Problem to solve: Reproduce word for word the stretch of rows below from the line containing "Pick out each instance of the grassy" through the line containing "(1211, 201)", both lines included, and nothing else.

Given data:
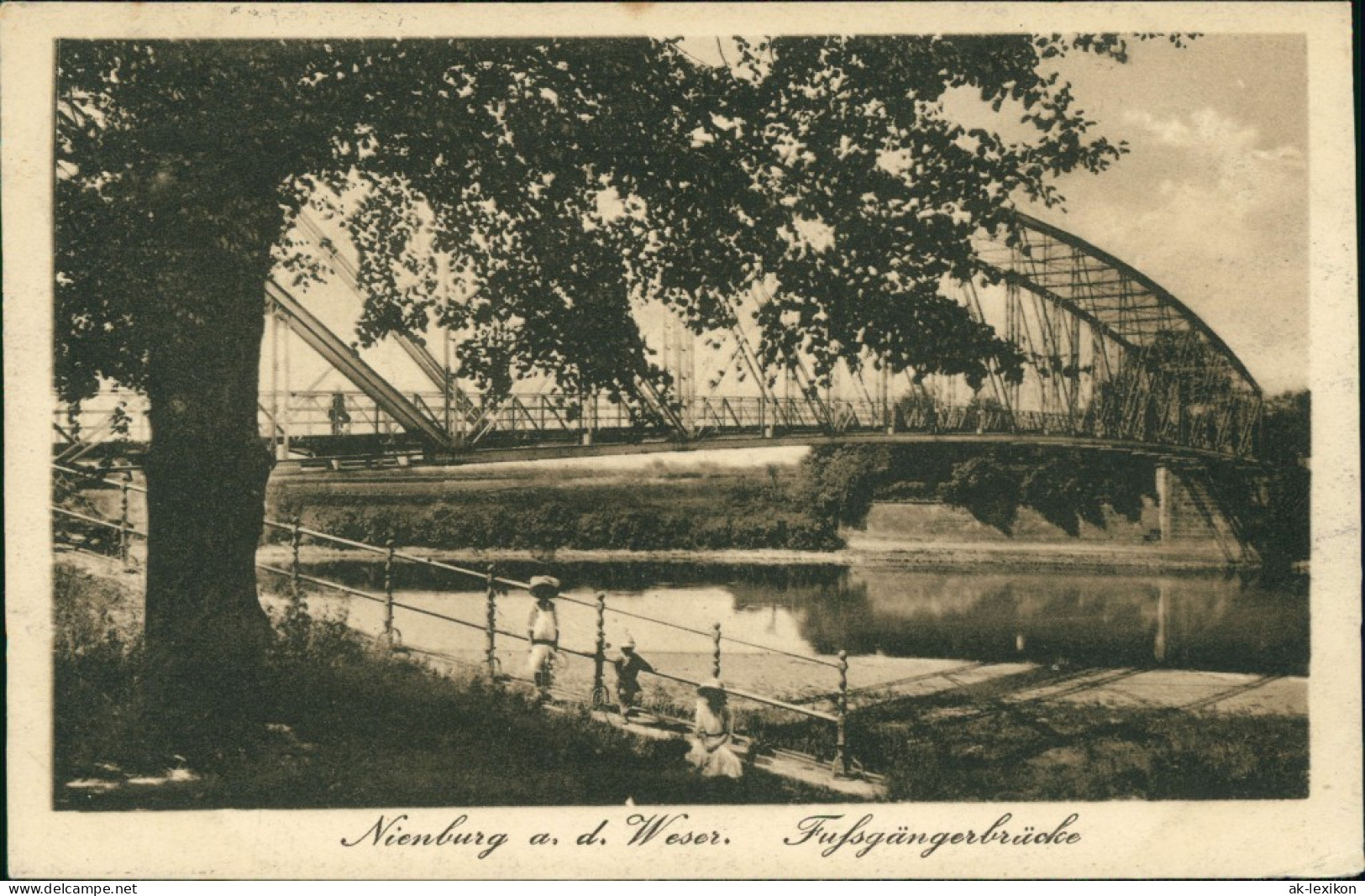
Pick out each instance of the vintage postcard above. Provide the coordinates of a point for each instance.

==

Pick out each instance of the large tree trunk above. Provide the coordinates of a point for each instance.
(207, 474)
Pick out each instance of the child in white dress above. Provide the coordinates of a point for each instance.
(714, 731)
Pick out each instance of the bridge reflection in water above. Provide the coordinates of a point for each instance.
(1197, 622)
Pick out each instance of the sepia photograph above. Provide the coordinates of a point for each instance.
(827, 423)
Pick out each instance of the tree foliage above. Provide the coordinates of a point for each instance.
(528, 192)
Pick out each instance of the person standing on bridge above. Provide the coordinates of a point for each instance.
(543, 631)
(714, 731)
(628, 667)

* * *

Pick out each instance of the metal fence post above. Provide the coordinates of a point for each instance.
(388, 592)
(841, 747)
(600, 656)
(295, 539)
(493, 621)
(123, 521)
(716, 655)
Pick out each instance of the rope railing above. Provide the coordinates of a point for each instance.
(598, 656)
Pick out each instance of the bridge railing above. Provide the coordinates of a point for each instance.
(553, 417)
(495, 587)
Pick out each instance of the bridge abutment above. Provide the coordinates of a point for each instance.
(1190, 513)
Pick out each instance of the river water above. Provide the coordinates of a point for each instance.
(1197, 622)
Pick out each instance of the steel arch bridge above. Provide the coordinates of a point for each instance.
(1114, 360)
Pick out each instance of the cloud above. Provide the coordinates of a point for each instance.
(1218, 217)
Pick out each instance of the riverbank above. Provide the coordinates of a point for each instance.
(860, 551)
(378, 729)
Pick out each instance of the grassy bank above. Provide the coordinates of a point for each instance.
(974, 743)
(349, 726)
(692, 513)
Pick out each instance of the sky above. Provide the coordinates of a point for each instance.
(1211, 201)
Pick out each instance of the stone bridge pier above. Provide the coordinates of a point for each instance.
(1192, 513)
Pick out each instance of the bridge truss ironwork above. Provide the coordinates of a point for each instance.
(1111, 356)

Written solution:
Pick out each instance of the grassy bank above. Provide the coordinates of a point for each instance.
(974, 743)
(349, 726)
(692, 513)
Pick out each instance of the sky above. Provide the coordinates of a point for each instance.
(1211, 201)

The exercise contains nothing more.